**Work required**
The output should be the records themselves, given again exactly.

**Data for analysis**
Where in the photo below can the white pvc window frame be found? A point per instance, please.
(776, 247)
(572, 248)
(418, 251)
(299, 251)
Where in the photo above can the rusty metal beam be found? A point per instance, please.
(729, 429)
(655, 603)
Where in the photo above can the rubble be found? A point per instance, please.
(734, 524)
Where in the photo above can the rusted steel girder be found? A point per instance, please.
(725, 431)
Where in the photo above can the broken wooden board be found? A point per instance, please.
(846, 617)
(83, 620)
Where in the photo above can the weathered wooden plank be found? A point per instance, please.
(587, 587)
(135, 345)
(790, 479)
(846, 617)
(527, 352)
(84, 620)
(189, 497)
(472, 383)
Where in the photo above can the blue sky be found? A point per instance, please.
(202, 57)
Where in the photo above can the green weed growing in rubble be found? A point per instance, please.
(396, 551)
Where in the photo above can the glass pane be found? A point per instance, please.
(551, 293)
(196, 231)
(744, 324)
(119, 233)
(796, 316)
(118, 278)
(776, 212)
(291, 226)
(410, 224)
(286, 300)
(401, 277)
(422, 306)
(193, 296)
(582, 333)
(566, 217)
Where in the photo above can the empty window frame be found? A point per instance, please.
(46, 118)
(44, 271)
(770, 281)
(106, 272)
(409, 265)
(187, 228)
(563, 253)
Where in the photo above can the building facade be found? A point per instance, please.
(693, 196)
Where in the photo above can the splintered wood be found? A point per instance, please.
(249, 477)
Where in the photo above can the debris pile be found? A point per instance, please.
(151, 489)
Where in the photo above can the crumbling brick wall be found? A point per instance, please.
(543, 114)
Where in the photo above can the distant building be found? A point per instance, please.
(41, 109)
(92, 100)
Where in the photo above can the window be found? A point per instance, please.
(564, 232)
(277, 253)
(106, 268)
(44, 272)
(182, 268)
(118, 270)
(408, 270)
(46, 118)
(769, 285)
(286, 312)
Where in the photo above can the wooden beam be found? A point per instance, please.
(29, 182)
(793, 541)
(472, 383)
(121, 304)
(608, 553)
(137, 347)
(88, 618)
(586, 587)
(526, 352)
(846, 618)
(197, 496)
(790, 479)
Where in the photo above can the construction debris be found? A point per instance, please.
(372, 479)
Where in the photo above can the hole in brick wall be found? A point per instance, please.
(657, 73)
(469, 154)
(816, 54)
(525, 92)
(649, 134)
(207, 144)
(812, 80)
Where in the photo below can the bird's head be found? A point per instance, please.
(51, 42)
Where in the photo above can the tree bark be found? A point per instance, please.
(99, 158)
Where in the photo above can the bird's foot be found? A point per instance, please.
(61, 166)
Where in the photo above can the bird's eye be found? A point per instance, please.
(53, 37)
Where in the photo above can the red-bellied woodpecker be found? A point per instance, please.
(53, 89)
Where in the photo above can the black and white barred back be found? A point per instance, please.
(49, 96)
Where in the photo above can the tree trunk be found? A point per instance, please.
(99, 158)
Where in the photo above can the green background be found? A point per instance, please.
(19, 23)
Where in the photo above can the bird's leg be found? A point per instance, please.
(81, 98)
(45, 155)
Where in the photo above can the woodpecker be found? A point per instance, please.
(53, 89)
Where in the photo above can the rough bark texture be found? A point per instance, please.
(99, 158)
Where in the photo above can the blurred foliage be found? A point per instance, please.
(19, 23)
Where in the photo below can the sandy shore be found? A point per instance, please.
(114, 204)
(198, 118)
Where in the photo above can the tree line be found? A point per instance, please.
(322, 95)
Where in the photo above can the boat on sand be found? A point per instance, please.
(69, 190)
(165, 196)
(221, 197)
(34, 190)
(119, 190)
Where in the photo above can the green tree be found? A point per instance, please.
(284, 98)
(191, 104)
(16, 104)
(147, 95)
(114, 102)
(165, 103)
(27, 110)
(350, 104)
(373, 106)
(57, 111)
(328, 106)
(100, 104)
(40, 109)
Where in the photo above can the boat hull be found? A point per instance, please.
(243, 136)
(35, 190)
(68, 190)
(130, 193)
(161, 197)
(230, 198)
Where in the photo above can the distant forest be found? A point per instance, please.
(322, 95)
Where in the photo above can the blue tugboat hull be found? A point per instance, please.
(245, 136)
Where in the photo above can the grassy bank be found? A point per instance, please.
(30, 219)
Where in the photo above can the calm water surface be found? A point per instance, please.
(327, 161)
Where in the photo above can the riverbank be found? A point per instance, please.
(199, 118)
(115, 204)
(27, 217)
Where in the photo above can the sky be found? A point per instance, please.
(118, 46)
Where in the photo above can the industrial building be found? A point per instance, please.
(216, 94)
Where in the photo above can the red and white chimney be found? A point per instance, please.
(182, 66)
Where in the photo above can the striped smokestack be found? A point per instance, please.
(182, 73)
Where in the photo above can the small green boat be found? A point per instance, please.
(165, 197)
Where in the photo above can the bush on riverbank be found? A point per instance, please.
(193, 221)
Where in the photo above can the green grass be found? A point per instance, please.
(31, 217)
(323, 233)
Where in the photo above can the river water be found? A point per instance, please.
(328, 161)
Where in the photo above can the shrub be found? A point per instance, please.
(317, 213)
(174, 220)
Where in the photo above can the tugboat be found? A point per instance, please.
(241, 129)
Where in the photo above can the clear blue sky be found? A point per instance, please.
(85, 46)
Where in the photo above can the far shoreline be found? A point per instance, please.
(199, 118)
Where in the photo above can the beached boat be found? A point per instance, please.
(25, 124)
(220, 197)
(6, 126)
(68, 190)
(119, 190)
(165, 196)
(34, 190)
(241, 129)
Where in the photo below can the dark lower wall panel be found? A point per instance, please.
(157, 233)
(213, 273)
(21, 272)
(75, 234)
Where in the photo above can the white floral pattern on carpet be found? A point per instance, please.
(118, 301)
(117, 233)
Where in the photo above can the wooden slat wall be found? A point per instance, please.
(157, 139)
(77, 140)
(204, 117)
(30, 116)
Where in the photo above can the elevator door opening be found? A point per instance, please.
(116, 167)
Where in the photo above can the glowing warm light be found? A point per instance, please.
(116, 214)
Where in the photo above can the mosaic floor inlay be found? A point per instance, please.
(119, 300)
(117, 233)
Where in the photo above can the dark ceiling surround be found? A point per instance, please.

**Worked solution**
Where in the photo below can the white pvc window frame be found? A point per instance, please.
(776, 247)
(572, 248)
(418, 251)
(299, 251)
Where in the photo above can the rusty metal beam be found? A point per instance, please.
(729, 429)
(655, 603)
Where in the photo above can the rubble be found? A point per instance, please.
(734, 524)
Where in the photo above can the rusted steel girder be found? A point per instance, please.
(725, 431)
Where in the photo above can the broken wooden board be found? A point per instance, please.
(846, 617)
(83, 620)
Where in the photo above can the weathered wooden plank be found? A point per instance, please.
(587, 587)
(135, 345)
(790, 479)
(846, 617)
(527, 352)
(84, 620)
(189, 497)
(472, 383)
Where in the photo above can the blue sky be found? A point per instance, please.
(202, 57)
Where in the photo above can the green weed growing in rubble be found? A point per instance, please.
(396, 551)
Where in the photo above can the glass pane be found? A point per instance, please.
(551, 293)
(196, 231)
(744, 324)
(119, 233)
(796, 316)
(118, 278)
(776, 212)
(291, 226)
(410, 224)
(286, 300)
(401, 277)
(422, 306)
(193, 296)
(582, 333)
(566, 217)
Where in the photo above can the empty window frame be found? A point per instance, please.
(46, 118)
(44, 271)
(770, 281)
(106, 272)
(409, 265)
(187, 228)
(563, 253)
Where in the photo above can the building facade be found? A point per instance, please.
(693, 196)
Where in the photo above can the splintered wood be found? A point per instance, please.
(249, 477)
Where in the photo above can the debris pile be found? A point per instance, please.
(151, 489)
Where in the photo above can the crumbling brick wall be found? A point per instance, please.
(543, 114)
Where in the photo above can the distant building be found? A point per instance, please.
(41, 109)
(92, 100)
Where in the photo above can the window be found? A point per instance, please.
(564, 232)
(277, 253)
(106, 268)
(44, 272)
(182, 268)
(118, 270)
(408, 270)
(46, 118)
(769, 285)
(286, 312)
Where in the photo above can the wooden beam be found? A point per instance, please.
(29, 182)
(793, 541)
(472, 383)
(121, 304)
(608, 553)
(137, 347)
(88, 618)
(586, 587)
(526, 352)
(846, 618)
(197, 496)
(790, 479)
Where in the photo above can the construction debris be found? A point per instance, please.
(372, 479)
Where in the photo above can the hole in brick wall be found? A point per instance, please.
(657, 73)
(469, 154)
(816, 54)
(525, 92)
(649, 134)
(207, 144)
(812, 80)
Where in the photo below can the bird's head be found? A point per instance, please.
(51, 42)
Where in the photo above can the tree bark be found? A point per instance, please.
(99, 158)
Where in the photo above can the bird's foot be found? A point per instance, please.
(61, 166)
Where in the photo above can the bird's eye be found? A point per instance, please.
(53, 37)
Where in the photo above can the red-bellied woodpecker be found? A point per instance, please.
(53, 89)
Where in the photo above can the black and white barred back be found? A point per instance, please.
(49, 96)
Where in the photo above can the tree trunk be found? A point per instance, please.
(99, 158)
Where in the photo above can the green background be found? A point per instance, please.
(19, 23)
Where in the photo above can the bird's leg be found? A point per instance, please.
(81, 98)
(45, 155)
Where in the photo above can the woodpecker be found? A point per instance, please.
(53, 89)
Where in the photo above can the rough bark texture be found? A point per instance, please.
(99, 158)
Where in the photo above can the blurred foliage be found? A point per instance, please.
(19, 23)
Where in the photo below can the sandy shore be found? A point per instance, please.
(114, 204)
(198, 118)
Where in the photo above can the tree line be found? A point per instance, please.
(322, 95)
Where in the photo above can the boat on sand be found? A point per instance, please.
(69, 190)
(165, 196)
(221, 197)
(34, 190)
(119, 190)
Where in the photo above can the green tree be found? A point per instance, please.
(284, 98)
(191, 104)
(16, 104)
(147, 95)
(114, 102)
(165, 103)
(27, 110)
(350, 104)
(373, 106)
(57, 111)
(328, 106)
(100, 104)
(40, 109)
Where in the photo above can the boat hull be found? A point per instance, please.
(243, 136)
(35, 190)
(68, 190)
(130, 193)
(161, 197)
(230, 198)
Where in the photo above can the distant forest be found? A point per instance, please.
(322, 95)
Where in the photo above can the blue tugboat hull be found? A point per instance, please.
(245, 136)
Where in the photo above can the grassy bank be found? A point per instance, please.
(30, 219)
Where in the photo above can the calm water surface be found? A point per instance, please.
(327, 161)
Where in the photo above can the riverbank be found? A point per instance, please.
(199, 118)
(115, 204)
(27, 217)
Where in the photo above can the sky be found? A point per instance, please.
(118, 46)
Where in the photo above can the industrial building be found? A point per instance, please.
(216, 94)
Where in the photo above can the red and white chimney be found? A point per instance, please.
(182, 66)
Where in the photo above can the striped smokestack be found? A point per instance, please.
(182, 73)
Where in the photo above can the small green boat be found? A point per instance, please.
(165, 197)
Where in the photo above can the bush on riverbank be found? A point per instance, please.
(193, 221)
Where in the photo above can the green grass be found? A point per instance, please.
(31, 217)
(323, 233)
Where in the photo above can the river water be found? A point per instance, please.
(328, 161)
Where in the photo above can the shrub be found? A point per instance, please.
(317, 213)
(174, 220)
Where in the photo above can the tugboat be found? A point per instance, please.
(241, 129)
Where in the photo above can the clear blue sky be found? A point per instance, please.
(85, 46)
Where in the photo above can the far shoreline be found? A point per instance, please.
(199, 118)
Where in the photo above can the beached boat be found? A point per instance, please.
(25, 124)
(220, 197)
(6, 126)
(68, 190)
(119, 190)
(165, 196)
(34, 190)
(241, 129)
Where in the photo below can the dark lower wall panel be found? A point per instance, please.
(157, 233)
(213, 273)
(21, 272)
(75, 234)
Where in the photo above can the white floral pattern on carpet be found? A point per instance, please.
(118, 301)
(117, 233)
Where in the photo above can the wooden slat wall be found? A point per instance, please.
(157, 139)
(77, 140)
(204, 117)
(30, 116)
Where in the photo above can the elevator door opening be found? A point per instance, please.
(116, 167)
Where in the photo above can the glowing warm light be found? A point per instance, please.
(116, 214)
Where in the photo above can the mosaic floor inlay be found? A point per instance, please.
(119, 300)
(117, 233)
Where in the photo above can the dark ceiling surround be found? A point per instance, please.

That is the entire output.